━━ RECORDS FOR THIS EXERCISE

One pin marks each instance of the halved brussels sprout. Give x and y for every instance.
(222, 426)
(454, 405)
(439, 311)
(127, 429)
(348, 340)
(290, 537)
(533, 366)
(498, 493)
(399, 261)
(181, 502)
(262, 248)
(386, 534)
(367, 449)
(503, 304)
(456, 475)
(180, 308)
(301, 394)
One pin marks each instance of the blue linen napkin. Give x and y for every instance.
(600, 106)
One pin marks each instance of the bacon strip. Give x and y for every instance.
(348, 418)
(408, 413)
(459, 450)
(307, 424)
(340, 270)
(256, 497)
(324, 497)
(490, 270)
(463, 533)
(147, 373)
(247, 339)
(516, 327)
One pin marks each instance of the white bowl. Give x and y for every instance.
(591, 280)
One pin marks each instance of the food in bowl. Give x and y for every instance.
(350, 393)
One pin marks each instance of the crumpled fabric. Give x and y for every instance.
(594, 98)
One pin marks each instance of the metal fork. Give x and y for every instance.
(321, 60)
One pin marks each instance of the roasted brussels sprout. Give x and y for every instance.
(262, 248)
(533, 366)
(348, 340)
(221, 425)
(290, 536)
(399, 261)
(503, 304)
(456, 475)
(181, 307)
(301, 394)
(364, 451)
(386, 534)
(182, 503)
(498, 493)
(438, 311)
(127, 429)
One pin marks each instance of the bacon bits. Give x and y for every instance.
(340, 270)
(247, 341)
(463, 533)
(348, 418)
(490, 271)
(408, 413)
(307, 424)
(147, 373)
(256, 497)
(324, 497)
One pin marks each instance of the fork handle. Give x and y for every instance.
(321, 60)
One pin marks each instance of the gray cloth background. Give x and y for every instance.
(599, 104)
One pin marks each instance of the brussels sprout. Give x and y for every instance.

━━━━

→ WRITTEN INSTRUCTION
Update these lines by changing each "pin" to "marker" and keeping everything else the same.

→ RESULT OF THIS TASK
One marker marks each instance of the halved brussels sprout. Give x and y for every instance.
(222, 426)
(454, 405)
(439, 311)
(127, 429)
(348, 340)
(290, 537)
(533, 366)
(498, 493)
(399, 261)
(181, 502)
(262, 248)
(386, 534)
(367, 449)
(503, 304)
(456, 475)
(180, 308)
(301, 394)
One marker marks each instance of the blue linen napkin. Give x and y for every instance.
(600, 106)
One marker marks each instance of the bacon strip. Give x and y for every instance.
(348, 418)
(408, 413)
(459, 450)
(307, 424)
(340, 270)
(256, 497)
(324, 497)
(490, 270)
(463, 533)
(147, 373)
(247, 339)
(516, 327)
One marker marks each instance of the white bowl. Give x and y for every instance.
(591, 280)
One marker marks each instance of the food in bowl. Give x and y for every instance.
(350, 393)
One marker marks each instance of the crumpled fabric. Give x and y for every instance.
(594, 98)
One marker marks each instance of the metal fork. Give x and y for every instance.
(321, 60)
One marker marks each instance of the roasted brussels sprout. Give x and y for every instance.
(262, 248)
(533, 366)
(348, 340)
(221, 425)
(290, 536)
(399, 261)
(503, 304)
(456, 475)
(181, 307)
(301, 394)
(364, 451)
(386, 534)
(182, 503)
(498, 493)
(438, 311)
(127, 429)
One marker marks each instance of the bacon bits. Give x and y for every instance.
(340, 270)
(247, 341)
(463, 533)
(348, 418)
(490, 271)
(408, 413)
(307, 424)
(147, 373)
(256, 497)
(324, 497)
One marker marks each instance of the fork handle. Give x and y for every instance.
(321, 60)
One marker marks each instance of the gray cloth background. Give x and y for every instance.
(599, 104)
One marker marks each instance of the brussels sprout. Give x and y for every instance.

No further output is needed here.